▶ Given exercise: Copy the material below word for word, starting at the line with "Phrase: gray gravel" and continuing up to and including the line with "x=376 y=401". Leave out everything before and after that stretch.

(Records from a dataset)
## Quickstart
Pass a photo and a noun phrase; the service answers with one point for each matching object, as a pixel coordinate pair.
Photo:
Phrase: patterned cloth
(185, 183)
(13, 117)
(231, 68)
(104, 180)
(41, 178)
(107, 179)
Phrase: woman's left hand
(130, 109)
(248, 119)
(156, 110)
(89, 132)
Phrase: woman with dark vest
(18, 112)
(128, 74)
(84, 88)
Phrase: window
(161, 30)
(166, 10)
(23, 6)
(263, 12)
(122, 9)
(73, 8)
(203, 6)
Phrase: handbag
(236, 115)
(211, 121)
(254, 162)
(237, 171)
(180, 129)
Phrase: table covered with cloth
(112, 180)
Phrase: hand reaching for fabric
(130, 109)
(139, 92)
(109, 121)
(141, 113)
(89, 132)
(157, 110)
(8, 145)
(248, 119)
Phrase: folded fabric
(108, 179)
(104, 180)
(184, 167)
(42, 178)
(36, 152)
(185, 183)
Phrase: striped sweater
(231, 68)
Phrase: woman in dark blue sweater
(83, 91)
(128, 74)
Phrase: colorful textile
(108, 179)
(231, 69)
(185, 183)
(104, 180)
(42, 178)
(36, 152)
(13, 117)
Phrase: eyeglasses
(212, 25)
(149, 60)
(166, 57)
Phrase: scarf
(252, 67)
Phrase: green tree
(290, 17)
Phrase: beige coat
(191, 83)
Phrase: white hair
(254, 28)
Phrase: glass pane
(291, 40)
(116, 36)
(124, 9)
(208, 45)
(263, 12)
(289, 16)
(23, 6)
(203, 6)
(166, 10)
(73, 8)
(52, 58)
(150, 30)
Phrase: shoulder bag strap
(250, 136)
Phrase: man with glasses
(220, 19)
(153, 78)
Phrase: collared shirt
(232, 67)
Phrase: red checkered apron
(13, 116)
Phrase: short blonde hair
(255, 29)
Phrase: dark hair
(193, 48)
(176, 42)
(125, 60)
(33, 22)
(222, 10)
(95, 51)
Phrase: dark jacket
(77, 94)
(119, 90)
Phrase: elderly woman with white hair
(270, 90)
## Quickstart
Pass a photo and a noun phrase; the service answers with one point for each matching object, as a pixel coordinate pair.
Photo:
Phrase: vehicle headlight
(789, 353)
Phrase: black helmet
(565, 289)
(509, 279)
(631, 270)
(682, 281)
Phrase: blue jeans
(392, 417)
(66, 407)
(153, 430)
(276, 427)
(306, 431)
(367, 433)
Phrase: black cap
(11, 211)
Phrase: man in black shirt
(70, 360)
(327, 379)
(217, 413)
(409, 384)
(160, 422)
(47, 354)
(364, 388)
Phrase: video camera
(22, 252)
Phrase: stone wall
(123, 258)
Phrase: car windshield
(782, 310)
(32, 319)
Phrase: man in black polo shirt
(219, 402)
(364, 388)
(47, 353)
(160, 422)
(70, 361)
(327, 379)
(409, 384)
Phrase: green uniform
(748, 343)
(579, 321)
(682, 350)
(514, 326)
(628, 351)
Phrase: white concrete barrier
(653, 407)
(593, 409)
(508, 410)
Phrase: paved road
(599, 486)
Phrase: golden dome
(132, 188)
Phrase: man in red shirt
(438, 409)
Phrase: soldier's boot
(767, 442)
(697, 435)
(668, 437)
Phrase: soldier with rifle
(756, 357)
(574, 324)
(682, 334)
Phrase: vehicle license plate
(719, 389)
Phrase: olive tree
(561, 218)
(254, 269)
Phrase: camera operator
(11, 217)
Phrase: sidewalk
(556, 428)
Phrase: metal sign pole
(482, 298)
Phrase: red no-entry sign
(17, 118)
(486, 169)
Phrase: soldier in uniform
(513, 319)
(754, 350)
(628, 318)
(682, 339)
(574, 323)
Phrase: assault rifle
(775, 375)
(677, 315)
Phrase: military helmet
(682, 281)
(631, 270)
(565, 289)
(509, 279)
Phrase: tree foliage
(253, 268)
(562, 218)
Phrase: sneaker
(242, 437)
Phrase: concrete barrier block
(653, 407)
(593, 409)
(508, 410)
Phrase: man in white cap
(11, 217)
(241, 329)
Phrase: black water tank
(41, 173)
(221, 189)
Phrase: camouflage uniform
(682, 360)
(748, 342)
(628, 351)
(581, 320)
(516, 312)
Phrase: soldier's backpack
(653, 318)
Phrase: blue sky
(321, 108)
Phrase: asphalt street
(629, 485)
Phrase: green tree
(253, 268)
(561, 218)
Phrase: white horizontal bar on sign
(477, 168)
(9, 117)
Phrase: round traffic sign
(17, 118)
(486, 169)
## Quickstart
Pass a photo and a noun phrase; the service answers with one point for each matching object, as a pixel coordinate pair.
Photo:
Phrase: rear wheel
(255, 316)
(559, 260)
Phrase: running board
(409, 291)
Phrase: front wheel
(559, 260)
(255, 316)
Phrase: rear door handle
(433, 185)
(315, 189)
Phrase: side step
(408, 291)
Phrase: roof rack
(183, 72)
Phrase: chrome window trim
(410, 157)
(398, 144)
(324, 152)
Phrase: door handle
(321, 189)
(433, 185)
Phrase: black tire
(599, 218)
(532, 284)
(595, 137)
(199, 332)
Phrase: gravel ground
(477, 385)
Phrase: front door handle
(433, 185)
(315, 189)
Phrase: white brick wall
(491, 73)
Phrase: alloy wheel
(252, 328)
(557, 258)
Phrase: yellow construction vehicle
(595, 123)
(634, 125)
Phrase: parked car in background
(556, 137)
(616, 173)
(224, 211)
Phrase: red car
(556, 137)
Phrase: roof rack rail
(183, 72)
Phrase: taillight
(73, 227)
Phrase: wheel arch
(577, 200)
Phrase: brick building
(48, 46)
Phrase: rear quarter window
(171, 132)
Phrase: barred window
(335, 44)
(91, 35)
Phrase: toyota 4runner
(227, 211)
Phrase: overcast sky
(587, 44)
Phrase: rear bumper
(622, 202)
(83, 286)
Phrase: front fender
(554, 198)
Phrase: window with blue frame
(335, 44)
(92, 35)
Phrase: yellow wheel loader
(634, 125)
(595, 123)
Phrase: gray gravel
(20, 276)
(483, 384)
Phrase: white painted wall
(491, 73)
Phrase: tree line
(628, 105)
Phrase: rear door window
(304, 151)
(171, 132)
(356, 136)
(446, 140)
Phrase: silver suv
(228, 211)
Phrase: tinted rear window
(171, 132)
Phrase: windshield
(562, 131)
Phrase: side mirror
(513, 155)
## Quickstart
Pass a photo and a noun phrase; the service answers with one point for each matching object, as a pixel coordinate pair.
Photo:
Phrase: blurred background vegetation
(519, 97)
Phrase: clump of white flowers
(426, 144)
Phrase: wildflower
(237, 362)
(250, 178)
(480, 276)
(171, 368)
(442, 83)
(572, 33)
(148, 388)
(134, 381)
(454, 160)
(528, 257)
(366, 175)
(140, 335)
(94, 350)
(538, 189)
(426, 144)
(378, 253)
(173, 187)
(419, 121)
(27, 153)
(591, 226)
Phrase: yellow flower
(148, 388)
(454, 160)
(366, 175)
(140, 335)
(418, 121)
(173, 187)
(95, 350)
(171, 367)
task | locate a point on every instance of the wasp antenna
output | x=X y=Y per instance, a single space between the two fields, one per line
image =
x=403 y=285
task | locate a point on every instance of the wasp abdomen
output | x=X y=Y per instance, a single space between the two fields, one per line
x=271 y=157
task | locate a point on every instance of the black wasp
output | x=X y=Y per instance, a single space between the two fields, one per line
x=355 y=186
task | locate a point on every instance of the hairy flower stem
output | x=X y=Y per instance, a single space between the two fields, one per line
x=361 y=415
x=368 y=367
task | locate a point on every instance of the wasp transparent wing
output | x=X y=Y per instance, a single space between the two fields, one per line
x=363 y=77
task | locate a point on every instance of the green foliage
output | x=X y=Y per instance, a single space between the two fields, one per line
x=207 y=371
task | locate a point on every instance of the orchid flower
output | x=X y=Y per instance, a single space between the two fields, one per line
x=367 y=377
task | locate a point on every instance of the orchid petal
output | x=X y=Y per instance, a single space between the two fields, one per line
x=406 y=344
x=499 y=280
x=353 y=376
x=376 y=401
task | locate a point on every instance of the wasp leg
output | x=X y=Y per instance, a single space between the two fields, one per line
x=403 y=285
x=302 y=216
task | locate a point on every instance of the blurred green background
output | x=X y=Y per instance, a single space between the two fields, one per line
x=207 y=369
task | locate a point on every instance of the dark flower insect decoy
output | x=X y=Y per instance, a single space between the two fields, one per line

▶ Response to the exercise:
Phrase: gray gravel
(20, 276)
(483, 384)
Phrase: white painted wall
(491, 73)
Phrase: tree line
(628, 105)
Phrase: rear door window
(304, 151)
(171, 132)
(356, 136)
(446, 140)
Phrase: silver suv
(228, 211)
Phrase: tinted rear window
(171, 132)
Phrase: windshield
(562, 131)
Phrase: side mirror
(513, 155)
## Quickstart
Pass a photo and a noun phrase; the service answers with one point for each matching object, as a pixel coordinate pair.
Photo:
Phrase: blurred background vegetation
(519, 97)
Phrase: clump of white flowers
(426, 144)
Phrase: wildflower
(237, 362)
(250, 178)
(480, 276)
(171, 368)
(442, 83)
(572, 33)
(148, 388)
(134, 381)
(454, 160)
(528, 257)
(366, 175)
(140, 335)
(94, 350)
(538, 189)
(426, 144)
(378, 253)
(173, 187)
(419, 121)
(27, 153)
(591, 226)
Phrase: yellow flower
(148, 388)
(454, 160)
(366, 175)
(140, 335)
(418, 121)
(173, 187)
(95, 350)
(171, 367)
task | locate a point on every instance of the wasp antenna
output | x=X y=Y per instance, a single space between the two fields, one per line
image =
x=403 y=285
task | locate a point on every instance of the wasp abdomen
output | x=X y=Y per instance, a single space between the two fields, one per line
x=271 y=157
task | locate a point on every instance of the black wasp
output | x=X y=Y per instance, a single space between the two fields, one per line
x=355 y=186
task | locate a point on every instance of the hairy flower stem
output | x=X y=Y per instance, a single space between the two fields, one per line
x=361 y=415
x=368 y=367
task | locate a point on every instance of the wasp transparent wing
output | x=X y=Y per instance, a single space between the two fields, one per line
x=363 y=77
task | locate a point on every instance of the green foliage
output | x=X y=Y per instance, a single space between the two fields, one per line
x=207 y=371
task | locate a point on every instance of the orchid flower
output | x=X y=Y per instance, a single space between the two fields, one per line
x=367 y=377
task | locate a point on every instance of the orchid petal
output | x=X y=Y per instance, a single space between the two fields, one per line
x=406 y=344
x=499 y=280
x=353 y=376
x=376 y=401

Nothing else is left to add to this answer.